◆ **Text passage**:
━━━━━━━━━━━━━━━━━━━━

Preheat the oven to 200°C, gas mark 6. Line a baking tray with baking paper.

2

Gently pat the tofu dry with paper towels. Slice the tofu into rectangular pieces and arrange on the baking tray.

3

In a bowl, combine 2 tbsp sesame oil, 3 tbsp soya sauce and 1 tbsp sesame seeds. Generously brush the mixture onto the tofu.

4

Place the tofu in the oven for approx. 30 minutes or until golden, making sure to turn halfway through the cooking time.

5

Prepare the rice noodles according to package instructions.

6

Peel the garlic and ginger. Juice the limes. Combine the ginger, garlic, lime, peanut butter, orange juice, honey, 3tbsp soya sauce, 3 tbsp sesame oil, cayenne pepper and a dash of salt in a blender and blitz until smooth. Adjust the consistency by adding a splash of water, if required.

7

Finely slice the cabbage, capsicum, radish, coriander and spring onion. Julienne the carrot. Place the prepared vegetables and coriander in a large bowl along with the cooked noodles. Drizzle 2⁄3 of the dressing over the salad and toss.

8

Arrange the salad on a serving platter. Top with the crispy tofu and sesame seeds and serve.

━━━━━━━━━━━━━━━━━━━━

◆ **Information supplied**:
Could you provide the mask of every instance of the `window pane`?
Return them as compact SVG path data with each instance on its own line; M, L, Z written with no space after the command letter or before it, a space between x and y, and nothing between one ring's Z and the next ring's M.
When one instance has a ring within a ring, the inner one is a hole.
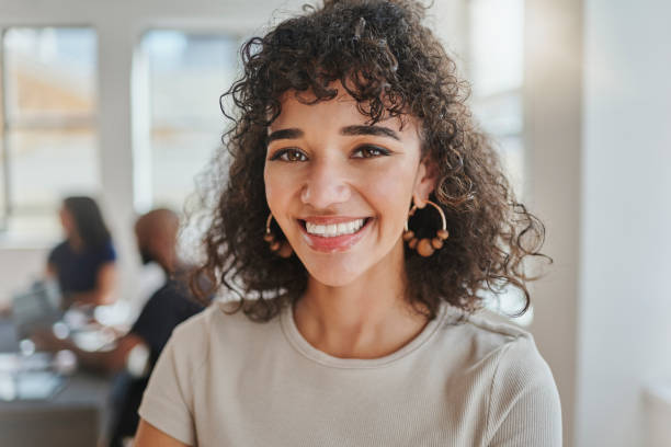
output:
M10 130L10 188L13 213L53 209L72 194L99 188L98 159L90 128Z
M27 232L42 228L36 222L47 221L65 195L100 190L96 35L81 27L11 27L2 45L3 197L10 229Z
M522 85L524 0L471 0L470 68L474 94Z
M151 31L143 39L151 105L156 205L181 209L194 177L220 145L219 96L236 74L238 42L220 35Z
M4 64L0 60L0 231L7 229L7 192L5 192L5 161L4 161Z
M95 111L96 39L89 28L9 28L7 118L88 117Z

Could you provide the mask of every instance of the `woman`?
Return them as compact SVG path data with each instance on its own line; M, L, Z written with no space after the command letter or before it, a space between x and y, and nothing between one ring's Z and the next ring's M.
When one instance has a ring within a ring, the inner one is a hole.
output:
M49 253L47 274L58 279L64 307L112 303L116 253L98 204L68 197L59 216L66 240Z
M528 306L543 226L422 16L327 0L243 47L204 266L240 300L175 330L137 446L561 445L531 335L473 316Z

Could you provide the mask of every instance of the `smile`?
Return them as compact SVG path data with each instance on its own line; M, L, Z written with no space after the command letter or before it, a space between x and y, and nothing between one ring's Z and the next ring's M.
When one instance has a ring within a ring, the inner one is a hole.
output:
M308 245L316 251L332 253L349 250L359 242L373 219L317 217L299 220L303 236Z
M361 230L366 219L355 219L349 222L319 225L312 222L305 222L305 230L309 234L321 236L322 238L336 238L343 234L353 234Z

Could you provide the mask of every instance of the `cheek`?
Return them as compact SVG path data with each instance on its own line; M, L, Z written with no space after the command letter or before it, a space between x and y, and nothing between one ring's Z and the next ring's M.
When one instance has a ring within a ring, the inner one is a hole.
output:
M395 234L401 231L408 217L414 182L414 172L403 168L387 171L384 175L371 176L366 186L367 195L375 204L382 220Z
M268 206L278 224L282 224L283 216L288 210L289 200L294 194L293 176L283 173L276 167L266 167L263 171L263 181Z

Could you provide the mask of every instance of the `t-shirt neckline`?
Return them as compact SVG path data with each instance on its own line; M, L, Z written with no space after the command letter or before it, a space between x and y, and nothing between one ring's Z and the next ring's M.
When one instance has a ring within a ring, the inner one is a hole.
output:
M441 323L445 320L447 313L447 306L441 306L436 317L427 323L424 329L422 329L422 332L420 332L414 339L412 339L400 349L378 358L341 358L319 351L307 340L305 340L303 334L300 334L298 331L296 322L294 321L293 306L286 306L282 310L280 322L282 325L282 332L284 333L284 336L288 343L304 357L331 368L369 369L394 364L427 344L427 342L435 334L437 328L441 326Z

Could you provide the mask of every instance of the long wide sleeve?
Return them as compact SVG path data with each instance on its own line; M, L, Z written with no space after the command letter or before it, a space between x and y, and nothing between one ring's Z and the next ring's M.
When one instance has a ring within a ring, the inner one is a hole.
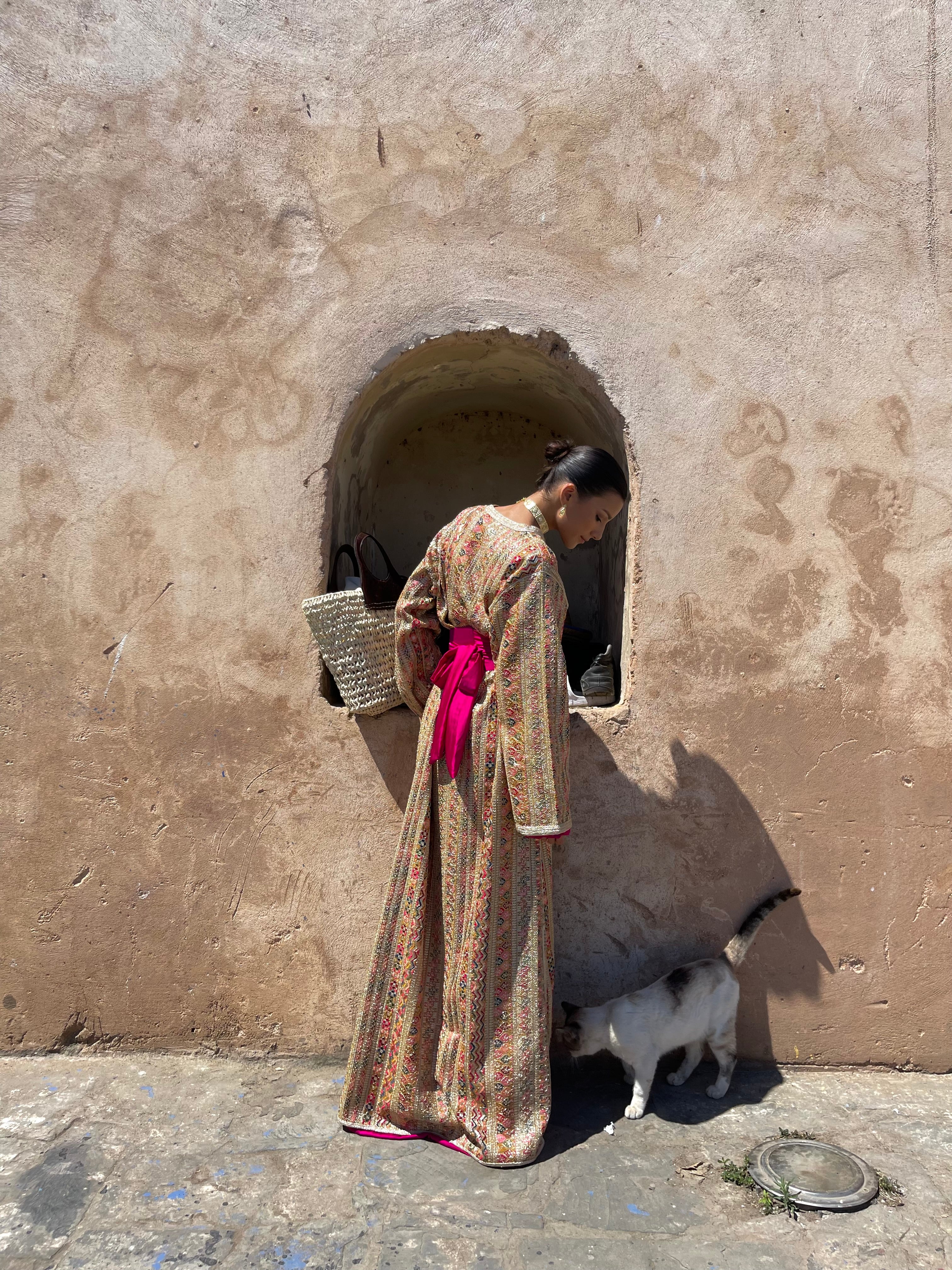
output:
M406 579L396 606L396 679L400 695L414 714L421 715L430 695L430 676L439 660L437 635L437 578L439 574L437 538Z
M509 798L527 837L571 828L565 613L561 579L536 554L509 566L490 612Z

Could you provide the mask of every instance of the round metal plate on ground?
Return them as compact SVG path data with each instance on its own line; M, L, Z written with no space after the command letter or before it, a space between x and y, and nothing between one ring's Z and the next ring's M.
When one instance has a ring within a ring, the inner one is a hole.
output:
M829 1142L781 1138L762 1142L750 1152L750 1176L777 1199L781 1182L798 1208L862 1208L875 1199L880 1184L876 1172L859 1156Z

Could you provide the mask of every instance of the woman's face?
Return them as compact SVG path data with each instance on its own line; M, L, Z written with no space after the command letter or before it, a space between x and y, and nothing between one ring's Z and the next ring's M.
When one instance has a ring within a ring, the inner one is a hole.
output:
M616 494L613 489L605 494L583 498L570 483L560 489L559 503L560 513L565 508L565 516L556 516L555 527L570 551L593 538L598 542L608 522L625 507L621 494Z

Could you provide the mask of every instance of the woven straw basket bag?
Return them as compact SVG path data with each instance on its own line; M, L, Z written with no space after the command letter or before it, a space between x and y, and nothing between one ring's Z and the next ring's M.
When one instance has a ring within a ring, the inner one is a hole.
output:
M331 584L341 552L357 564L350 547L340 547L331 565ZM363 569L360 575L363 579ZM359 588L312 596L301 607L352 714L378 715L401 705L395 669L393 602L386 608L368 608L364 589Z

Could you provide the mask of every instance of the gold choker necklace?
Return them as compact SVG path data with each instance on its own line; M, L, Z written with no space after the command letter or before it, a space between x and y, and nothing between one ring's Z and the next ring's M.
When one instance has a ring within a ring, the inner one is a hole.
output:
M532 518L542 532L548 533L548 521L545 518L542 511L536 505L536 503L533 503L531 498L524 498L522 500L522 505L527 508L527 511L532 512Z

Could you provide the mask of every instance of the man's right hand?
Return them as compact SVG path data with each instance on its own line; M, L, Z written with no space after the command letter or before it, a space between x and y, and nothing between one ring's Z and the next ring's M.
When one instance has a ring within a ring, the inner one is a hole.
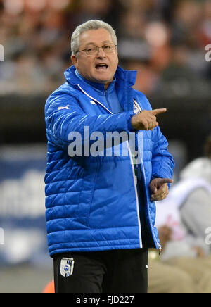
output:
M136 130L153 130L158 126L156 116L166 111L166 108L143 110L132 118L131 123Z

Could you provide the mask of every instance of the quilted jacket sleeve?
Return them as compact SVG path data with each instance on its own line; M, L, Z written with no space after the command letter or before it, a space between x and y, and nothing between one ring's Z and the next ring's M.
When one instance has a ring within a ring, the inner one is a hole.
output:
M84 127L88 126L89 134L100 132L106 136L106 132L129 132L129 123L133 112L117 114L91 115L86 114L79 104L77 97L63 92L53 93L47 99L45 107L45 120L49 140L59 146L70 143L70 132L79 132L84 142Z
M153 132L152 178L172 178L174 162L168 151L168 142L158 127Z

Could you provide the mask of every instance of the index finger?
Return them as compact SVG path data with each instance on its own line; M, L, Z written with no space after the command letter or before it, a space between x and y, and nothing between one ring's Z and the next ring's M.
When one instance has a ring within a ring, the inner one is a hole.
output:
M163 113L165 113L167 111L167 108L155 108L155 110L152 110L152 113L154 115L157 115L158 114L162 114Z

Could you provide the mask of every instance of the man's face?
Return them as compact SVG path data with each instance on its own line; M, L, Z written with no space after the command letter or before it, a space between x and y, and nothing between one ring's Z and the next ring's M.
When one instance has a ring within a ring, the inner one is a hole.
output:
M81 34L79 50L102 47L106 44L114 46L110 34L106 29L90 30ZM79 73L87 80L102 83L106 89L113 80L118 65L117 49L106 54L101 48L95 54L87 55L85 51L79 52L77 57L72 55L72 61Z

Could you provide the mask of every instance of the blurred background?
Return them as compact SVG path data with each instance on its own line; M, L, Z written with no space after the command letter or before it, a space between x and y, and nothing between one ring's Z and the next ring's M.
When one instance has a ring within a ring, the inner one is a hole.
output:
M167 108L160 124L175 182L211 132L210 0L1 0L0 292L41 292L53 278L44 108L71 65L72 31L90 19L114 27L120 64L138 71L134 87Z

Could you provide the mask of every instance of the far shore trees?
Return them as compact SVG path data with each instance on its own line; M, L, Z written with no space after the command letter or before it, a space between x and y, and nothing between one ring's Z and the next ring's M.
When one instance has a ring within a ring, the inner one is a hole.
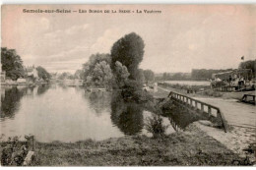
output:
M43 81L49 81L51 75L41 66L36 67L38 78L42 79Z
M111 48L111 68L115 73L115 62L124 65L130 73L129 79L139 81L139 64L143 60L144 41L135 32L129 33L117 40Z
M147 82L154 82L155 81L155 74L152 70L144 70L143 71L145 81Z
M93 54L83 65L83 76L88 85L110 87L112 84L109 54Z
M13 81L25 77L23 60L15 49L1 48L1 64L2 70L6 72L6 77Z

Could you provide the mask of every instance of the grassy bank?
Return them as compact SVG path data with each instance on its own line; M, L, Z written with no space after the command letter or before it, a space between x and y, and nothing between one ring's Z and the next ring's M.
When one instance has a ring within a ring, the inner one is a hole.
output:
M161 139L132 136L102 142L37 142L36 153L39 166L248 164L193 125Z

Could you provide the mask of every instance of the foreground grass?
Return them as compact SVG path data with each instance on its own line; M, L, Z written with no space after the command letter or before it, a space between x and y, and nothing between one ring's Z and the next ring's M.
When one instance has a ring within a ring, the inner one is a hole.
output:
M102 142L38 142L36 152L40 166L244 164L237 154L193 125L188 132L163 139L135 136Z

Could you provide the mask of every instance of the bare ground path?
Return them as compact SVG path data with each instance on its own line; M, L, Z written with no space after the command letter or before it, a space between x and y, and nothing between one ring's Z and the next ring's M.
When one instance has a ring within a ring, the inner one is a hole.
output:
M174 88L159 86L160 97L167 96L170 90L181 93ZM203 123L204 121L197 122L195 125L209 136L221 142L227 148L244 156L245 152L243 149L248 147L249 143L256 142L256 107L238 102L237 99L226 99L225 97L206 97L200 95L192 97L221 108L227 124L230 126L230 130L224 133L222 130L211 127L210 122Z

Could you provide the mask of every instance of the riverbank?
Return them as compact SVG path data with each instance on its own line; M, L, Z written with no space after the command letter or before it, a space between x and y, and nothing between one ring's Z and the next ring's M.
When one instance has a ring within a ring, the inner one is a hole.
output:
M162 139L128 136L101 142L36 142L35 151L38 166L248 165L195 125Z
M159 86L159 91L155 94L155 97L166 97L170 90L180 92L178 89ZM211 97L200 94L189 94L189 96L196 97L199 100L205 100L206 98L209 98L209 101L207 100L205 102L214 102L211 104L217 104L216 106L219 106L218 103L221 103L220 106L224 105L226 107L226 109L224 109L223 107L222 108L229 127L227 133L224 133L221 129L214 128L212 123L208 121L199 121L194 124L208 136L219 141L233 152L245 157L248 155L248 151L244 149L247 149L249 145L254 145L254 153L256 154L255 122L252 122L255 120L255 111L253 111L253 106L250 104L236 102L238 100L238 96L242 95L241 93L242 92L237 92L236 95L234 95L232 93L226 92L222 97ZM231 104L234 104L234 106ZM253 154L249 154L249 156L252 160L255 160L256 155L253 156Z
M210 86L198 86L196 89L196 93L187 93L187 88L183 87L186 85L177 85L176 87L173 87L172 85L162 84L159 85L159 87L161 88L160 91L163 92L163 94L160 94L160 96L165 96L170 90L178 93L183 93L185 95L191 96L191 97L220 97L223 99L237 99L241 100L244 94L254 94L255 90L252 91L239 91L239 92L222 92L222 91L214 91L210 88ZM199 89L202 88L202 91ZM164 90L167 89L167 90ZM193 90L194 91L194 90ZM159 95L160 92L158 92L156 95Z

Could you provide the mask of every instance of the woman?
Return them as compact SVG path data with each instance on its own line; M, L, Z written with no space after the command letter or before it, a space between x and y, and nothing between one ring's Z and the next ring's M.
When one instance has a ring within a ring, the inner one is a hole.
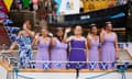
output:
M48 37L48 31L46 27L43 27L41 30L41 36L40 34L36 34L33 41L33 45L37 45L37 54L35 60L42 61L36 63L36 68L44 68L43 61L50 61L50 42L51 38Z
M34 32L31 31L31 22L25 21L23 30L19 32L16 41L12 44L9 52L19 45L19 59L20 68L30 67L31 54L32 54L32 38Z
M99 61L99 36L97 35L97 25L91 24L90 25L90 33L87 36L87 43L89 48L89 68L98 68L98 64L96 61Z
M67 36L67 33L70 30L66 30L65 37ZM81 26L77 25L74 29L74 34L73 36L66 38L67 43L70 43L70 53L69 53L69 61L86 61L86 54L87 54L87 42L86 38L81 36L82 34L82 29ZM78 68L78 63L72 63L69 65L69 68ZM79 63L79 68L86 68L85 63Z
M100 34L101 46L101 60L103 63L109 63L108 68L114 68L113 64L119 58L118 52L118 37L114 32L112 32L111 22L106 23L105 31Z
M67 44L64 42L64 29L56 29L56 36L54 38L52 37L51 45L51 60L67 61ZM66 68L66 64L55 63L52 64L52 68Z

━━━━━━━━━━━━━━━━━━━━

◆ **Requests**:
[1] In the recipe, how long should the tofu stay in the oven?
[2] Return each line of the records that contains the word "face".

◆ **Answers provided**:
[1] About 30 minutes, or until golden, turning it halfway through.

[2]
Could you provide the mask of every instance of the woman's face?
Could you provide the mask of every instance of the man's face?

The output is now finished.